Problem to work on: From the first entry to the last, copy each one exactly.

(Available records Opens)

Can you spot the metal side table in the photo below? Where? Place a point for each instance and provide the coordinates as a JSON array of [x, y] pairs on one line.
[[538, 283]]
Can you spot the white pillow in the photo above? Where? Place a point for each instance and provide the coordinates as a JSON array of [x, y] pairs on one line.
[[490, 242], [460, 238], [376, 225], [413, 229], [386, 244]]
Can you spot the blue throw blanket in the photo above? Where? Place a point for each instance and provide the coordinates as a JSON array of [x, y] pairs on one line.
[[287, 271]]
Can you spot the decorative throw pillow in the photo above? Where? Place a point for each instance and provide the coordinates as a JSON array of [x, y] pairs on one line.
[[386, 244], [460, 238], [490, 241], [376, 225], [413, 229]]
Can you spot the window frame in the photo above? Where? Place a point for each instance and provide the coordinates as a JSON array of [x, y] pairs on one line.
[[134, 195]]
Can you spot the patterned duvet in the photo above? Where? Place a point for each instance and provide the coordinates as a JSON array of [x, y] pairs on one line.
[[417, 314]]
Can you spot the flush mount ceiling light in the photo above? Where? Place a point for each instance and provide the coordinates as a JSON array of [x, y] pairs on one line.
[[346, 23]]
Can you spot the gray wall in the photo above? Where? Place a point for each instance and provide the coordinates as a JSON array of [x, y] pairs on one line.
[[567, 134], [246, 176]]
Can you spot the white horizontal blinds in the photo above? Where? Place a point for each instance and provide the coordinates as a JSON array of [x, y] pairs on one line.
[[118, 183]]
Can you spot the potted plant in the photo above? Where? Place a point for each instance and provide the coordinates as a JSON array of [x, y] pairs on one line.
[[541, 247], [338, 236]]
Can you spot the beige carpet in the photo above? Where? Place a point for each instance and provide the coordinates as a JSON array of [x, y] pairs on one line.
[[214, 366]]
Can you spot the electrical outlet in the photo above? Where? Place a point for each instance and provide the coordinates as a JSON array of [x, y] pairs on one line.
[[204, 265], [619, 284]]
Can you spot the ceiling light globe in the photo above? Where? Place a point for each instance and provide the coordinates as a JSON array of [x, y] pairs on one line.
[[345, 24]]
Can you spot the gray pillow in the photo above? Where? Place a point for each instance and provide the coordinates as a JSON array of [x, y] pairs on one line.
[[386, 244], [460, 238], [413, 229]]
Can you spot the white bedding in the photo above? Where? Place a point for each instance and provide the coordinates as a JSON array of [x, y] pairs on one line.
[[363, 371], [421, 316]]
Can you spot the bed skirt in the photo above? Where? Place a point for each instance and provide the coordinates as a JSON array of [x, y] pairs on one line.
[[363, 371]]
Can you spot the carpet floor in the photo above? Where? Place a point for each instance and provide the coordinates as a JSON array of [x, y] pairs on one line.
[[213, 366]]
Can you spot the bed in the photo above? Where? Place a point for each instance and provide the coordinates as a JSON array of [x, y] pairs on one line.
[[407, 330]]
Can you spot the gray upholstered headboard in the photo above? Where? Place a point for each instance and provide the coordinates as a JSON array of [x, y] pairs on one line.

(Available records Closes)

Answer to the exercise:
Can you spot the metal side table in the photo below? Where? Place a point for each instance and provide the coordinates as a JSON array of [x, y] pairs on one line.
[[538, 283]]
Can you spot the white pillow in the photo above? Where? Place a point for each instance and provide the coordinates as a JSON array of [x, y] pairs on one line.
[[490, 242], [460, 238], [376, 225], [413, 229], [386, 244]]
Can you spot the blue throw blanket in the photo above? Where? Place a point for each instance and provide the coordinates as a JSON array of [x, y] pairs on one line.
[[287, 271]]
Can you spot the decorative throw pillow in the photo above? Where? Place a point for each instance and provide the coordinates as a JSON array of [x, y] pairs on one line.
[[386, 244], [460, 238], [490, 241], [376, 225], [413, 229]]
Can you spot the window frame in the photo above? Where? Place a point for each instance and provide the coordinates as a JSON array of [x, y] pairs on one line.
[[134, 195]]
Can you spot the patterned duvet in the photo above? Where? Place a point for each instance and provide the coordinates as a JSON array of [x, y] pairs on one line.
[[417, 314]]
Can you spot the flush mount ceiling light in the photo above? Where? Place a point for each instance and provide the coordinates as a JSON array of [x, y] pairs on one line.
[[346, 23]]
Can you spot the gray wall in the photo above? Where? Place a point for each instance and provide the coordinates as a JSON array of [x, y] pairs on one line.
[[567, 134], [246, 176]]
Can you spot the white horizontal blinds in the photo above? Where? Place a point for each instance and provide the coordinates as a JSON array of [x, y] pairs on one line.
[[118, 183]]
Can you spot the potted plant in the photo above? Where? Place a point for each instance and provide the coordinates as a JSON array of [x, y] pairs on one line.
[[541, 247], [338, 236]]
Can you spot the beige carpet in the photo above? Where? Place a point for each instance and provide the coordinates as a JSON array of [x, y] pairs on one line.
[[214, 366]]
Can you spot the electrical outlet in the photo above? Where? Place a point for each instance and provide the coordinates as a JSON array of [x, y] pairs on one line.
[[204, 265], [619, 284]]
Can you spot the ceiling light globe in the photo above? Where? Place a point for each instance and provide the coordinates as a JSON array of [x, y] pairs on one line.
[[345, 24]]
Can you spot the gray pillow in the photo above? Where? Place a point for each instance and provide the coordinates as a JSON array of [x, y] pairs on one line.
[[386, 244], [460, 238], [413, 229]]
Can you spot the white bedding in the photo above? Where? Place a point for each instance and provide the coordinates as a JSON array of [x, y] pairs on one line.
[[363, 371], [421, 316]]
Can you spot the bed skirt in the photo above? Where? Place a point for each instance and provide the coordinates as a JSON array of [x, y] pairs on one line.
[[363, 371]]
Can you spot the carpet floor in the photo above? Where? Place a point for each instance and provide the coordinates as a JSON array of [x, y] pairs on one line.
[[213, 366]]
Can you spot the bed in the photo above? Where? Place a point for each instance and provide the coordinates as a JSON array of [x, y] pairs on one line.
[[407, 330]]
Can you spot the gray upholstered headboard in the photo above? Where? Place a point for each instance and provide the coordinates as a JSON array of [x, y] pairs on one line.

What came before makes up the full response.